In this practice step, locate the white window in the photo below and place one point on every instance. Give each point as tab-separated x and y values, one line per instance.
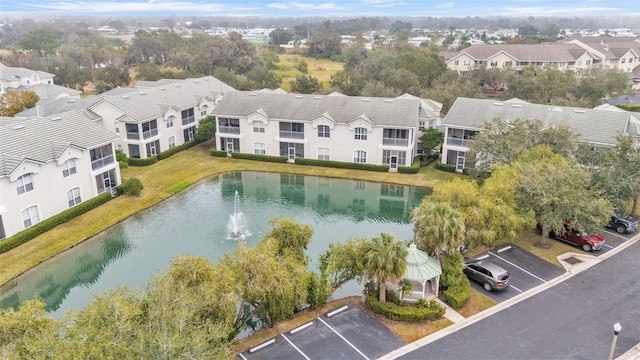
258	127
361	134
69	167
324	154
259	148
73	197
30	216
324	131
25	184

- - -

# INSTRUCTION:
Write out every row above exactly as it appears, but leave the pictures out.

# EXERCISE SOLUTION:
In this practice step, locate the white window in the photo below and place one point on every instance. Give each point as tab-separated x and y values, one line per instance.
258	127
361	134
69	167
324	154
259	148
73	197
30	216
324	131
25	184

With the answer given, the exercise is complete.